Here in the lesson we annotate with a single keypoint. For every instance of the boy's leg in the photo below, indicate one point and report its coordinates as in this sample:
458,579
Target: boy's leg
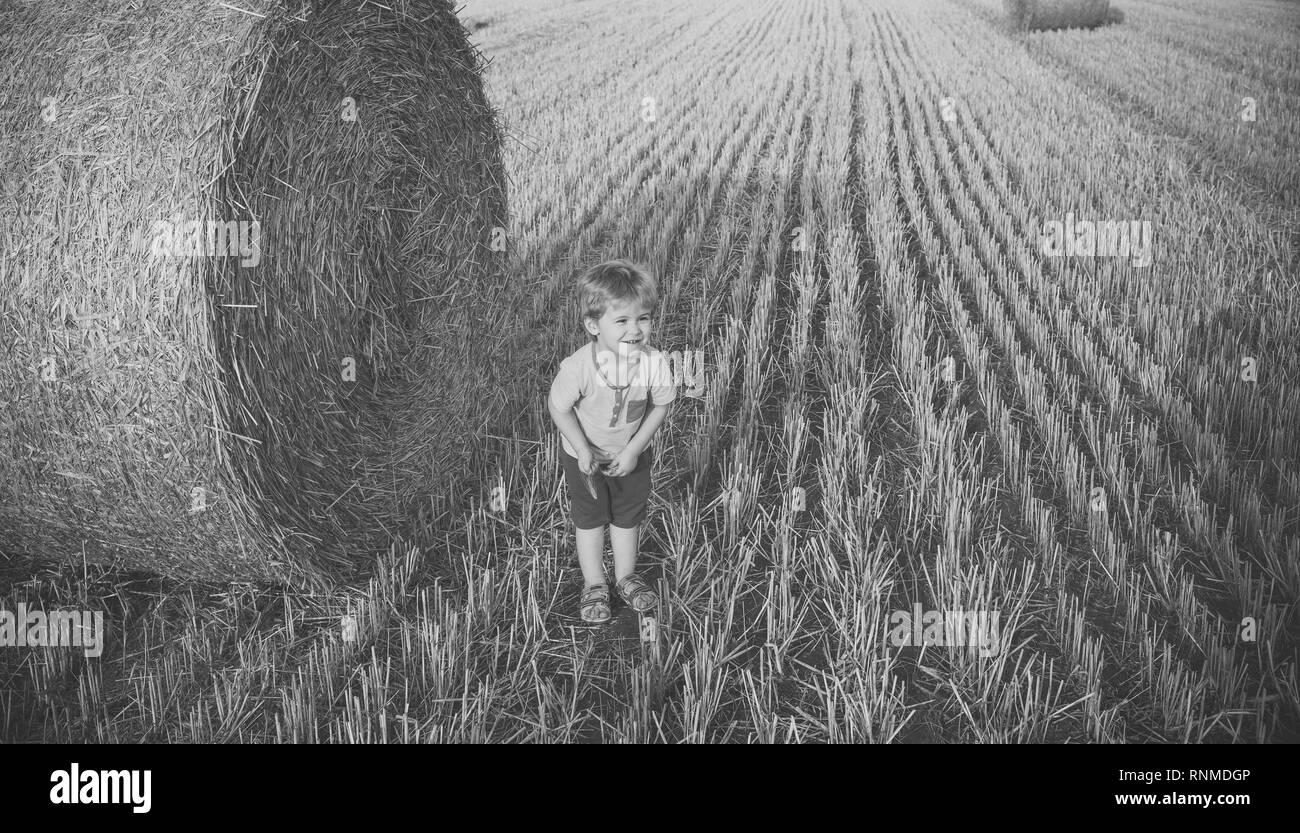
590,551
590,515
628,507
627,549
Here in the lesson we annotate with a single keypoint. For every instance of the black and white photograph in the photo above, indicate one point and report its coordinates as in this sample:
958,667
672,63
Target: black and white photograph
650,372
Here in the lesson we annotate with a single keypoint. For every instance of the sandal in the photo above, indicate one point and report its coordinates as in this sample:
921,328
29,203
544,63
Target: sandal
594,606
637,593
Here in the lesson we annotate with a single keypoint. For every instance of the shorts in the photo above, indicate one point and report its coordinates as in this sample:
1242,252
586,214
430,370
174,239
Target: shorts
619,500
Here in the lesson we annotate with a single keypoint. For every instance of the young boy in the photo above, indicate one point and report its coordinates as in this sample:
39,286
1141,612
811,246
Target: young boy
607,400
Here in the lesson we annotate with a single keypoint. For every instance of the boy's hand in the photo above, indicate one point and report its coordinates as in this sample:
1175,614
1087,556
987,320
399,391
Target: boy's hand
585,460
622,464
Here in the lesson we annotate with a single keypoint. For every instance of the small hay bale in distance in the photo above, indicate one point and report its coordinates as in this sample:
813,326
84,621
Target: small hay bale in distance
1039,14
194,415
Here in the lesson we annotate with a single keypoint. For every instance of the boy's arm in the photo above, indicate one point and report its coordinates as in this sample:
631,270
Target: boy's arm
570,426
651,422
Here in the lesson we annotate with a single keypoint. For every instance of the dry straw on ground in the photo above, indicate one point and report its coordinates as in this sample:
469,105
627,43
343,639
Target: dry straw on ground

::::::::::

Ihr Ziel: Entnehmen Sie den Einträgen alle Zeilen von der Zeile mit „the boy's arm“ bis zum Ende der Einträge, beide Grenzen eingeschlossen. Geben Sie diese Zeilen wortgetreu wieder.

Ergebnis der Übung:
Here in the lesson we annotate with a single keypoint. For every instance of the boy's arm in the photo above, indicate one point and report its coordinates as in this sample:
631,270
Target: boy's arm
570,426
651,422
Here in the lesson we annotate with a single keypoint. For every instance of the dry straw on ground in the photo above, indicate one point and report its coordinates as in this sample:
469,105
627,43
343,639
Target: dry straw on ground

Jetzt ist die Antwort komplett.